§ What you need to do:
From the entries below, output the line with "point: black headlight housing" and each following line up to and including the line with "column 503, row 312", exactly as written.

§ Extracted information:
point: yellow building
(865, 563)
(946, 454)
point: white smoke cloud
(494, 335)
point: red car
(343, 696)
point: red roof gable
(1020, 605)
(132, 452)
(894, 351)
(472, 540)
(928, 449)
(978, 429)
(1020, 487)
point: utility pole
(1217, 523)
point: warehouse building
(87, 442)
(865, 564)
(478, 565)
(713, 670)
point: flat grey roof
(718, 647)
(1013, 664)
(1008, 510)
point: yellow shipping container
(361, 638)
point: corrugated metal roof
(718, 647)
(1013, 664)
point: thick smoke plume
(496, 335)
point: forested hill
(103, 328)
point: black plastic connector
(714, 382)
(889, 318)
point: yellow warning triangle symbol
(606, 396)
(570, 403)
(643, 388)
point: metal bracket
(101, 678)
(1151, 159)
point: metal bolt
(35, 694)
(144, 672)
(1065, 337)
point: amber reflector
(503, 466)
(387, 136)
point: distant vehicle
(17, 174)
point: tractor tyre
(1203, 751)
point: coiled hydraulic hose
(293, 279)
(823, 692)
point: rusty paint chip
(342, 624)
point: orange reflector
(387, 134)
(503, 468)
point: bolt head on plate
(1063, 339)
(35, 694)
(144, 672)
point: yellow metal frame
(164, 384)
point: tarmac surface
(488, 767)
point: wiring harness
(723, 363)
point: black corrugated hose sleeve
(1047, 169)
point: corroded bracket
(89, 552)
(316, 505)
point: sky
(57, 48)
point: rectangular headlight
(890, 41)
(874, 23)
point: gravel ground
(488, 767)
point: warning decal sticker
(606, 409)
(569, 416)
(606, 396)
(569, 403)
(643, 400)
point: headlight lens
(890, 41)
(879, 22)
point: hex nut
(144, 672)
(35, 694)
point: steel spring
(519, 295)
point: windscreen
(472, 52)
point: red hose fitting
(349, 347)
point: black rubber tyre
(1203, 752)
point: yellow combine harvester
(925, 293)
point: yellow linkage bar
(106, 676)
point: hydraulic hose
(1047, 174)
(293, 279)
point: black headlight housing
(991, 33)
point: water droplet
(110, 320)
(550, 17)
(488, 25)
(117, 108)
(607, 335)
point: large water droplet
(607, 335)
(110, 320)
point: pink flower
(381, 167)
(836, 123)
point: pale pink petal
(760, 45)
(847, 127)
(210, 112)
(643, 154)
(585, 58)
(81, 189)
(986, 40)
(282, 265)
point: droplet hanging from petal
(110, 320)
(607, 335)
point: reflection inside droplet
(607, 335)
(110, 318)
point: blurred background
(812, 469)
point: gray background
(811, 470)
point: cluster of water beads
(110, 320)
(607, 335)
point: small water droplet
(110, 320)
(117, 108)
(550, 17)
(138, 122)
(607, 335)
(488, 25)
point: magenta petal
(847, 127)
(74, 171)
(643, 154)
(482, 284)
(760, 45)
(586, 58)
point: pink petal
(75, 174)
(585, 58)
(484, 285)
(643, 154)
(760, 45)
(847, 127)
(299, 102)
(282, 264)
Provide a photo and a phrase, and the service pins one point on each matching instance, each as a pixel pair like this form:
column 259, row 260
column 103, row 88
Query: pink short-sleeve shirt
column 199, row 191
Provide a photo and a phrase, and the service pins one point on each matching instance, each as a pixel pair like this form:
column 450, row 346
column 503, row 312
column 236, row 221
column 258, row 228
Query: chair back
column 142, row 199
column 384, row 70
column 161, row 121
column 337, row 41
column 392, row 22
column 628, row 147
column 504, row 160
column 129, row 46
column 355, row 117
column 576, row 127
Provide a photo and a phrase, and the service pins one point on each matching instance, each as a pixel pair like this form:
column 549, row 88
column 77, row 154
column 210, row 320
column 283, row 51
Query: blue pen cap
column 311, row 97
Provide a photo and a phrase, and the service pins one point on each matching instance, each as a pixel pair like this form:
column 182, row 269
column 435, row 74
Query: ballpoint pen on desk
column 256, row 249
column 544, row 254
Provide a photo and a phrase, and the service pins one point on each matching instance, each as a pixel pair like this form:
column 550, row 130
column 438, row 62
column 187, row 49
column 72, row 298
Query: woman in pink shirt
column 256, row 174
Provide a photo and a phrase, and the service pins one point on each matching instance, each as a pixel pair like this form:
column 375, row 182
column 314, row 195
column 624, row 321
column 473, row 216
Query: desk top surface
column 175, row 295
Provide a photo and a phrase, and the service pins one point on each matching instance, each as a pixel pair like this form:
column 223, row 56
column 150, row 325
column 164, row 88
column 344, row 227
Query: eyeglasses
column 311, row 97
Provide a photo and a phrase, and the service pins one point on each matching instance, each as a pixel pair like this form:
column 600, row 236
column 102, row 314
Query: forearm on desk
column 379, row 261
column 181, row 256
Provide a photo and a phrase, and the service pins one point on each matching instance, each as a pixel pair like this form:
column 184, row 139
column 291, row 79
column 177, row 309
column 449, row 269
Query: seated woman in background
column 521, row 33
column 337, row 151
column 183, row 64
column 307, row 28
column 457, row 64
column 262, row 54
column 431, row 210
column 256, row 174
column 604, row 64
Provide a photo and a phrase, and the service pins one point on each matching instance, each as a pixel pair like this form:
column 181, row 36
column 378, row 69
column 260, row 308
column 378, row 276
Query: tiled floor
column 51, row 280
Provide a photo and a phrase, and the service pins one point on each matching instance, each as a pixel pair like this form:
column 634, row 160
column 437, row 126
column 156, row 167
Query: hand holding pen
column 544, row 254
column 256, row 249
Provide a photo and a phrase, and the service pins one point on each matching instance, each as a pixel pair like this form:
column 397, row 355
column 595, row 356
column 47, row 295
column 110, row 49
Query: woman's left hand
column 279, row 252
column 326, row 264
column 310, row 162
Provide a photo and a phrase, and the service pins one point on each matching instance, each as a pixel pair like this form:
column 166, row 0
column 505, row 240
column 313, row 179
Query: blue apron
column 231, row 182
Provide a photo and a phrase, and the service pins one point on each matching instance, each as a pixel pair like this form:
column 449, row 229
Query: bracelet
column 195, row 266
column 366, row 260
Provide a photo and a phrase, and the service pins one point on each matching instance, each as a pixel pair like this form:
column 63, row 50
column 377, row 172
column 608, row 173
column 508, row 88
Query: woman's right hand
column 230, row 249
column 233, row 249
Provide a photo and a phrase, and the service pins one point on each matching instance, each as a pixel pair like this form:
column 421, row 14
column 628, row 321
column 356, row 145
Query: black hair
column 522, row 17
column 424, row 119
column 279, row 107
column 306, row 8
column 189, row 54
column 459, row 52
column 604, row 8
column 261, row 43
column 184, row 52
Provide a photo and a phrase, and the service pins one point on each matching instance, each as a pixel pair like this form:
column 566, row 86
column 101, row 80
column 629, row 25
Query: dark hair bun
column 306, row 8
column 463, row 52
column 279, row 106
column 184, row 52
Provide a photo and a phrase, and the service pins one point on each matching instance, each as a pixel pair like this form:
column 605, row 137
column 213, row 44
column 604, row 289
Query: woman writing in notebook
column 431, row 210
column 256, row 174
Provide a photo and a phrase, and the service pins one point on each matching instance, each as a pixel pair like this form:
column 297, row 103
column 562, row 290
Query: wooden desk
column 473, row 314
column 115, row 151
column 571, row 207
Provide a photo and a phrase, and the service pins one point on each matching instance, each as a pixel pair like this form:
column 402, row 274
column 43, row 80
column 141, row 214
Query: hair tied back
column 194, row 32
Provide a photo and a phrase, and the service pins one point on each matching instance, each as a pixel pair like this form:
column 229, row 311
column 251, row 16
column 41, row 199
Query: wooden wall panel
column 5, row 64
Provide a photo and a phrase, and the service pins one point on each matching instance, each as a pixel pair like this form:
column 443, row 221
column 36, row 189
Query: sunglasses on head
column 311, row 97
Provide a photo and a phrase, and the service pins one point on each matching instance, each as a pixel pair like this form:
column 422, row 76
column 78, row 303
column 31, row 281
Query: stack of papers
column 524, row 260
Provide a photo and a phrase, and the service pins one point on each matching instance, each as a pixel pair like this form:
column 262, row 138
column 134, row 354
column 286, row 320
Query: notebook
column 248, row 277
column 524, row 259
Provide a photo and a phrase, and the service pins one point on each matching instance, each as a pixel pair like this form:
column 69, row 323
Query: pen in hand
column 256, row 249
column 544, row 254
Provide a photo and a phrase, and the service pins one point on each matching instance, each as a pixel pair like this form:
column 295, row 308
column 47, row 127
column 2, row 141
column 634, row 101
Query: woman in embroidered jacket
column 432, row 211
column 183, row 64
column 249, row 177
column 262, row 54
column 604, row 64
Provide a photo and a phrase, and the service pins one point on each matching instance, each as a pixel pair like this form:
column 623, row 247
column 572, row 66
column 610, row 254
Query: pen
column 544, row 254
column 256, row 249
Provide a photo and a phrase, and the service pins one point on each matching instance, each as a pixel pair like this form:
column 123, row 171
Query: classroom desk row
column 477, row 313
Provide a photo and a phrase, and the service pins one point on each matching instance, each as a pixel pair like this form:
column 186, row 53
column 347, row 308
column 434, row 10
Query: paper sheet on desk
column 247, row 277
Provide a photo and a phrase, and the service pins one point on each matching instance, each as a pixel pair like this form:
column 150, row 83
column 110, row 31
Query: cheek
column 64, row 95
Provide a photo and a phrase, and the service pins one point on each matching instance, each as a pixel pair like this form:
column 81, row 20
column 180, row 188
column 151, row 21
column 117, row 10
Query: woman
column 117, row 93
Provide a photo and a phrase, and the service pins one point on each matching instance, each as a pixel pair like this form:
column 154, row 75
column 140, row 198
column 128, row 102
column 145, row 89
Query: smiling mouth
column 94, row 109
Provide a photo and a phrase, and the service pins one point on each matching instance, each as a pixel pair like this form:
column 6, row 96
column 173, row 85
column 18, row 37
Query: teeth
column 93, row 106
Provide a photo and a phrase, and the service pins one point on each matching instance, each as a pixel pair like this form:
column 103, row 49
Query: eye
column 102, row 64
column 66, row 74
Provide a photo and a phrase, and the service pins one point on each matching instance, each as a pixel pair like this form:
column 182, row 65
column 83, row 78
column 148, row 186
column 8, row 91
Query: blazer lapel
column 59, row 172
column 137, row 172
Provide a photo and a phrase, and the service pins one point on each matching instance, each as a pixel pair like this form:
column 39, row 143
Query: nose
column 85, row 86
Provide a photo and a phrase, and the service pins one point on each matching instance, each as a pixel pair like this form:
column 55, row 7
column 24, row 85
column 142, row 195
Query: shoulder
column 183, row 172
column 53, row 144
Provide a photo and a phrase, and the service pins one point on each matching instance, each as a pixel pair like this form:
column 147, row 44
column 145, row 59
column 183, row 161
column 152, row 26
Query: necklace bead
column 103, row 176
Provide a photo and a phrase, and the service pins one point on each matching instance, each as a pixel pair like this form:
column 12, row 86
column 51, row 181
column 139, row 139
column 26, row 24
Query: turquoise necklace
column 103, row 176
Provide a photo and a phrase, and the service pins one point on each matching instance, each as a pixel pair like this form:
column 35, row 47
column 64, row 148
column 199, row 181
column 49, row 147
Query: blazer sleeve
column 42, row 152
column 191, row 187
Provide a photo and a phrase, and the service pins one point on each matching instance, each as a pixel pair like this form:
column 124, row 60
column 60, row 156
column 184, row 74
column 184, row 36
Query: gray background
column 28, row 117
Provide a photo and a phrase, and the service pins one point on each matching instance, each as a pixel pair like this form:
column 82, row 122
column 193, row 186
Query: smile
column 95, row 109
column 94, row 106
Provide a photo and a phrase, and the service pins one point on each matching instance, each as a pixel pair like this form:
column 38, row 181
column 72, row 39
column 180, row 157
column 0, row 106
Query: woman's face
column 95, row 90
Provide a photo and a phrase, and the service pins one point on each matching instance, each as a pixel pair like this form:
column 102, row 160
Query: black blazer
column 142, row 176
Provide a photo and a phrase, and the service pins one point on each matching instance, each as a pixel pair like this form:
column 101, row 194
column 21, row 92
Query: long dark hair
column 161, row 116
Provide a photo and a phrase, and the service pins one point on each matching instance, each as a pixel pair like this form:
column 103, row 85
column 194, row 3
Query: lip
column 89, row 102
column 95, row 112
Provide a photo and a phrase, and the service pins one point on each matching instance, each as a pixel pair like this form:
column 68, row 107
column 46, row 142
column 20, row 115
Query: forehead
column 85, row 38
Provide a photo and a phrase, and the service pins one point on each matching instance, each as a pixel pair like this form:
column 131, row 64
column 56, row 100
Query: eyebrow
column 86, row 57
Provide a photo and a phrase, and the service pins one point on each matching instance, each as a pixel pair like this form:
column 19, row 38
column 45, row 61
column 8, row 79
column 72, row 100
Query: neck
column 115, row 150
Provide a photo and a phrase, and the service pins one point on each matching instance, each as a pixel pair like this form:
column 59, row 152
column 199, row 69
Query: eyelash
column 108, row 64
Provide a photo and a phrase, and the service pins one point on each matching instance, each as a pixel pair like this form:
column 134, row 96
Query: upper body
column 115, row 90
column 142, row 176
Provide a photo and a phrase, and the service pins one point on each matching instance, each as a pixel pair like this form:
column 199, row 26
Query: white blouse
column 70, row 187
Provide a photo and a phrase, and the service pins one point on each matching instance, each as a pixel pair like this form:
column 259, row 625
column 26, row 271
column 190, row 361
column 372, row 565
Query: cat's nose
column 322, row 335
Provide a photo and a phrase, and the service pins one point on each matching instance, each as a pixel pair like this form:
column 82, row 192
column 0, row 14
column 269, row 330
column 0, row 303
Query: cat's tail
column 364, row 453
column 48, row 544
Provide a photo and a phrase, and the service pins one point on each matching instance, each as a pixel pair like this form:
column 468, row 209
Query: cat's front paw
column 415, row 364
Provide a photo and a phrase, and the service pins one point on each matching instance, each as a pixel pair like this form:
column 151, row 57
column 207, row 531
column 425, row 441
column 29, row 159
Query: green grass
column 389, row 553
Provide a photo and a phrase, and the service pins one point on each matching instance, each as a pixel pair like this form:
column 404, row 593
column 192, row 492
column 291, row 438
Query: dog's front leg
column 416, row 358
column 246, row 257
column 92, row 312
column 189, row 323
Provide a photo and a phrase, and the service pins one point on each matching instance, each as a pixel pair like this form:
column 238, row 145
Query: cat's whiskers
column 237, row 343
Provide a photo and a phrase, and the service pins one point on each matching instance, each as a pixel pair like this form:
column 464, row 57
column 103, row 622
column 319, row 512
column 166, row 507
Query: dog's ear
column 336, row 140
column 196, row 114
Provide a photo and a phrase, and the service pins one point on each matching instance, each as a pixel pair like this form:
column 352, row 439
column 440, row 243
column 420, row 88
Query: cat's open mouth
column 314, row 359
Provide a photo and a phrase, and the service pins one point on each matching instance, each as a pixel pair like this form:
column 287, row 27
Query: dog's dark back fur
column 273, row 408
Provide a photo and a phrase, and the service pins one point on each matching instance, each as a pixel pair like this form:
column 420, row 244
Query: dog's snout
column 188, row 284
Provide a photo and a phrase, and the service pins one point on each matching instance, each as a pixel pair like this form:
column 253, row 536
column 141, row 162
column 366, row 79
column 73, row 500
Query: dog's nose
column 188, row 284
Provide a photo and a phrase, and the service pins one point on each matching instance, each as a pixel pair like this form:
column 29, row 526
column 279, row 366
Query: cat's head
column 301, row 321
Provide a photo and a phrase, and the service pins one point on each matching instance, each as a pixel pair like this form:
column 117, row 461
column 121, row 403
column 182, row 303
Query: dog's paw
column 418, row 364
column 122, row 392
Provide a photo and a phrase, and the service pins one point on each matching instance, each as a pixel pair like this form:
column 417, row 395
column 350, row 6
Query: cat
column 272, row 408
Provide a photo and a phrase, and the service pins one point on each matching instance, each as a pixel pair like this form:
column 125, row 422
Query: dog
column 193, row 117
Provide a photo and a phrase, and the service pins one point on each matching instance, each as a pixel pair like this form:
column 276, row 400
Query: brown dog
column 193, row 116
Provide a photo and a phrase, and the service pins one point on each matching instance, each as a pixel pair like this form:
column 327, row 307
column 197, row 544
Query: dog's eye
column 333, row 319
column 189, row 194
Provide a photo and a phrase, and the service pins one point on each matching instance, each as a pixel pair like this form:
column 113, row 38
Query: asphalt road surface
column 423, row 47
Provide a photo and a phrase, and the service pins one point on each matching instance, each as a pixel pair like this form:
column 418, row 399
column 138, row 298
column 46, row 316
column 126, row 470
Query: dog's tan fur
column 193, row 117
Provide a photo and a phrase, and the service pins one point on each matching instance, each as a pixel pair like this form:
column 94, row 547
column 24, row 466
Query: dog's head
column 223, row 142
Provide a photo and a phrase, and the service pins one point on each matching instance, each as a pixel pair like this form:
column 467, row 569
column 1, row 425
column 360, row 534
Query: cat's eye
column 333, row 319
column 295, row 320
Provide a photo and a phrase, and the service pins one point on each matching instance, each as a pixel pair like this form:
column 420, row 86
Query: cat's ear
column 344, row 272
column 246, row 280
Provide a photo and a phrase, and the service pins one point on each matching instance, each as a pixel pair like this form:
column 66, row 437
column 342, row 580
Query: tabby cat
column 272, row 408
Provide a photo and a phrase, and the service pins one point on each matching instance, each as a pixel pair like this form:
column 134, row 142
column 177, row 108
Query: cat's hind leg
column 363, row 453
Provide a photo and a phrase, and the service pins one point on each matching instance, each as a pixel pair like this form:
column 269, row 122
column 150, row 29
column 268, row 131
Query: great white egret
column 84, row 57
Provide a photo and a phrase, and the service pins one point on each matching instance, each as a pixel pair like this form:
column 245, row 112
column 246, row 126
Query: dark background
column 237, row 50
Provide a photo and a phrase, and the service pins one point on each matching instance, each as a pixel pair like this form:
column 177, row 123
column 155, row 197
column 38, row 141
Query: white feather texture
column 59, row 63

§ Output:
point: black headlight housing
(991, 33)
point: water droplet
(110, 320)
(550, 17)
(488, 25)
(117, 108)
(607, 335)
point: large water droplet
(607, 335)
(110, 320)
point: pink flower
(381, 167)
(836, 123)
point: pale pink petal
(760, 45)
(847, 127)
(210, 112)
(643, 154)
(585, 58)
(81, 189)
(986, 40)
(282, 265)
point: droplet hanging from petal
(110, 320)
(607, 335)
point: reflection inside droplet
(607, 335)
(110, 318)
point: blurred background
(812, 469)
point: gray background
(811, 470)
point: cluster of water beads
(110, 320)
(607, 335)
point: small water droplet
(110, 320)
(117, 108)
(550, 17)
(138, 122)
(607, 335)
(488, 25)
point: magenta petal
(847, 127)
(74, 171)
(643, 154)
(482, 284)
(760, 45)
(586, 58)
point: pink petal
(75, 174)
(585, 58)
(484, 285)
(643, 154)
(760, 45)
(847, 127)
(299, 102)
(282, 264)
Provide a photo and a phrase, and the service pins one point on each matching instance, each as a pixel pair like this form:
column 259, row 260
column 103, row 88
Query: pink short-sleeve shirt
column 199, row 191
Provide a photo and a phrase, and the service pins one point on each matching instance, each as a pixel pair like this form:
column 450, row 346
column 503, row 312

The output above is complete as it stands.